- Exercise -
Could you reproduce every line of the listing below verbatim?

>>>>>

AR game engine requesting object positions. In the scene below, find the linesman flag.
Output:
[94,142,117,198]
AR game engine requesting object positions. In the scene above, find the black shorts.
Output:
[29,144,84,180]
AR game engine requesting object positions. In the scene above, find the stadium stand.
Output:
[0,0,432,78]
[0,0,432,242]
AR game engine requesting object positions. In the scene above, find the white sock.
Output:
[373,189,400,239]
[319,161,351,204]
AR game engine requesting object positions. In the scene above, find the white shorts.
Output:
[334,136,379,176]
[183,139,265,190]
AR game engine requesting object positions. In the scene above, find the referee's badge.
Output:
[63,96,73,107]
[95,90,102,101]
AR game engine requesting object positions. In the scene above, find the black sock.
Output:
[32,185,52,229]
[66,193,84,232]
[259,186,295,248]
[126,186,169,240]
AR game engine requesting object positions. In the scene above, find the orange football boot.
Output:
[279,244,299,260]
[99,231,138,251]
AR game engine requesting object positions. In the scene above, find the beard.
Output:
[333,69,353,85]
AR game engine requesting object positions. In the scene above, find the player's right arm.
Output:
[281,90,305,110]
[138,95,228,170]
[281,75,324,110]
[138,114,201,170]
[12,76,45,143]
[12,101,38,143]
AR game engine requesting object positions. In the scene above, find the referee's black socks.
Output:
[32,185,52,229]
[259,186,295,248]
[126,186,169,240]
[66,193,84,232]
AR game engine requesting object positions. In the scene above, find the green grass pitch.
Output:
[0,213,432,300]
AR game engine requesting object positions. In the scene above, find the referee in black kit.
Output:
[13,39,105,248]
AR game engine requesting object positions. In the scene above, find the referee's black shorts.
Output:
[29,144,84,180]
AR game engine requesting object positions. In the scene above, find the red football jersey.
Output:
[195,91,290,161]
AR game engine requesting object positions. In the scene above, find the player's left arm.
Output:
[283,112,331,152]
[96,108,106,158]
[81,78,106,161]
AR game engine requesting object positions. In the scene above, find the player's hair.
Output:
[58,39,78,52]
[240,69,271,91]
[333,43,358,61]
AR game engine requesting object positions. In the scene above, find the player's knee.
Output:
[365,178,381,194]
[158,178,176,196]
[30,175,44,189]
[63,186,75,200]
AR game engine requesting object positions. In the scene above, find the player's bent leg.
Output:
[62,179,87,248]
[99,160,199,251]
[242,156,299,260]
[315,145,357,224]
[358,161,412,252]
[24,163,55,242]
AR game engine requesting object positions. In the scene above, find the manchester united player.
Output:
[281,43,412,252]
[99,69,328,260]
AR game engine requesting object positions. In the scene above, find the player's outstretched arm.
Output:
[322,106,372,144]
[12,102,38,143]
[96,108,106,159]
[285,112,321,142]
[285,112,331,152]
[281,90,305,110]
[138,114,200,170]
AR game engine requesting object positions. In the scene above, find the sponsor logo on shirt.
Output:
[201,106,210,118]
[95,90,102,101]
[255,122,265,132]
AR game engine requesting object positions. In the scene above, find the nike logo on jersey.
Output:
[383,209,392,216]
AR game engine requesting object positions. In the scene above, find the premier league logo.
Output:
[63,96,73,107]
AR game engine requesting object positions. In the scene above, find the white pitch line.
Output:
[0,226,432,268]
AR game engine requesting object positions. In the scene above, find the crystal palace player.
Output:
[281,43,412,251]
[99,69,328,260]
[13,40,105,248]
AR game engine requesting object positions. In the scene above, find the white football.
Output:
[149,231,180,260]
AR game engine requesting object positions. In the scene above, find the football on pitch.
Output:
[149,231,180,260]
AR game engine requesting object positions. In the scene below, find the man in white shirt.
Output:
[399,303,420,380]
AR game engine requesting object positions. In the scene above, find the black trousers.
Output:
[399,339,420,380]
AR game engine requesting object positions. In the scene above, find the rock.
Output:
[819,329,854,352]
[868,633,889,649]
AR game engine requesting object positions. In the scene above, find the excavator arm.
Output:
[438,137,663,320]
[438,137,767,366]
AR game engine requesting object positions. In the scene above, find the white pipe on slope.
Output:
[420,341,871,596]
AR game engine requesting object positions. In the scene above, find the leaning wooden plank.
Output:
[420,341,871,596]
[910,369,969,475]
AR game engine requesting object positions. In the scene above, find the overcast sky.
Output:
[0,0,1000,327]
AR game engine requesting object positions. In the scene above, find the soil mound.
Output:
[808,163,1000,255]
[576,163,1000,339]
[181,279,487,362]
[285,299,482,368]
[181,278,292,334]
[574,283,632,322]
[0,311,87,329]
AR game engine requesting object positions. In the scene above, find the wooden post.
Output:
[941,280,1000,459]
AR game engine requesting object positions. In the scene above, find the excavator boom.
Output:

<<<<<

- Full output -
AR game engine requesting object positions. In the scene below, find the linesman flag.
Output:
[94,142,117,198]
AR game engine requesting object positions. In the scene above, find the black shorts.
Output:
[29,144,84,180]
AR game engine requesting object positions. In the scene above, find the stadium stand.
Output:
[0,0,432,78]
[0,0,432,242]
AR game engine requesting object positions. In the scene above, find the white sock.
Output:
[373,189,400,239]
[319,161,351,204]
AR game engine requesting object positions. In the scene above, find the white shorts.
Output:
[334,136,379,176]
[183,139,265,190]
AR game engine requesting object positions. In the scene above, find the referee's badge.
Output:
[63,96,73,107]
[95,90,102,101]
AR game engine requesting object positions. In the scene above, find the black sock.
Output:
[32,185,52,229]
[66,193,84,232]
[259,186,295,248]
[126,186,169,240]
AR game engine requesting object positions. In the scene above, find the orange football boot.
Output:
[279,244,299,260]
[99,231,138,251]
AR game engine requesting object positions. In the scene above, find the beard.
Output:
[333,69,353,85]
AR game engine requesting object positions. In the scene above, find the player's right arm.
Output:
[281,90,305,110]
[138,95,228,170]
[281,75,324,110]
[138,114,201,170]
[12,76,45,143]
[12,101,38,143]
AR game engine requesting object positions. In the scene above, find the referee's black socks.
Output:
[32,185,52,229]
[259,186,295,248]
[126,186,169,240]
[66,193,84,232]
AR game engine requesting object positions. In the scene above, find the green grass pitch.
Output:
[0,213,432,300]
AR game engine requesting object positions. In the scene above, find the referee in black kit.
Output:
[13,39,105,248]
AR game engine requesting object positions. In the scene above, find the referee's black shorts.
Output:
[29,144,84,180]
AR game engine requesting object positions. In the scene above, find the red football jersey.
Output:
[195,91,290,161]
AR game engine requesting object positions. In the scene above, find the player's left arm.
Output:
[283,112,331,152]
[96,108,106,158]
[81,78,106,161]
AR game engine requesting object positions. In the scene above, find the player's hair.
Output:
[58,39,78,52]
[240,69,271,91]
[333,43,358,61]
AR game engine requesting object positions. In the scene above, find the player's knee.
Output:
[365,178,381,194]
[158,178,176,196]
[30,175,44,189]
[63,186,75,200]
AR game engine requesting object positions. In the scene above, find the player's bent leg.
Output:
[62,179,87,248]
[99,160,199,251]
[242,156,299,260]
[315,145,357,224]
[358,161,412,252]
[24,163,55,242]
AR game engine requesting object positions. In the scene above, find the manchester united player.
Output:
[281,43,412,252]
[99,69,328,260]
AR game engine requesting object positions. In the scene above, find the player's outstretched arm.
Output:
[322,106,372,144]
[12,102,38,143]
[96,108,106,159]
[285,112,321,142]
[285,112,331,152]
[281,90,305,110]
[138,114,200,170]
AR game engine requesting object positions. In the scene above, find the sponsor logo on shirt.
Output:
[201,106,210,118]
[95,90,102,101]
[255,122,265,132]
AR game engine requesting object positions. In the scene above, find the nike logo on jersey.
Output:
[383,209,392,216]
AR game engine requesting object positions. In the scene above, find the premier league logo.
Output:
[63,96,73,107]
AR game engine requesting object positions. In the scene above, find the white pitch line.
Output:
[0,226,432,268]
AR game engine requesting object positions. In the scene above, find the crystal palace player.
Output:
[281,43,412,251]
[99,69,328,260]
[13,40,105,248]
AR game engine requesting object positions. In the scene above, find the white football.
Output:
[149,231,180,260]
AR game engine requesting object positions. In the scene above, find the football on pitch.
Output:
[149,231,180,260]
AR game engine requesting object positions. In the scene below, find the man in white shirt.
Output:
[399,303,420,380]
AR game engine requesting object positions. In the scene above, find the black trousers.
Output:
[399,339,420,380]
AR game engine requesting object positions. In the scene above, find the rock.
Output:
[819,329,854,352]
[868,633,889,649]
AR game engine requesting object positions. In the scene above, find the excavator arm.
Output:
[438,137,663,320]
[438,137,767,366]
AR game engine requesting object positions. In the scene above, find the white pipe on slope.
Output:
[420,341,871,596]
AR game engine requesting object positions. In the scene above, find the leaning wooden plank.
Output:
[420,341,871,596]
[910,369,969,475]
AR game engine requesting object positions. In the scene above, find the overcast sky.
Output:
[0,0,1000,327]
AR game engine requesting object positions. In the scene above, find the soil mound.
Output:
[808,163,1000,255]
[576,163,1000,339]
[181,279,487,362]
[285,299,482,368]
[181,278,292,334]
[574,283,632,322]
[0,311,87,329]
AR game engine requesting object positions. In the scene above, find the wooden post.
Output:
[941,280,1000,459]
AR game engine requesting object positions. In the scene above, find the excavator boom.
Output:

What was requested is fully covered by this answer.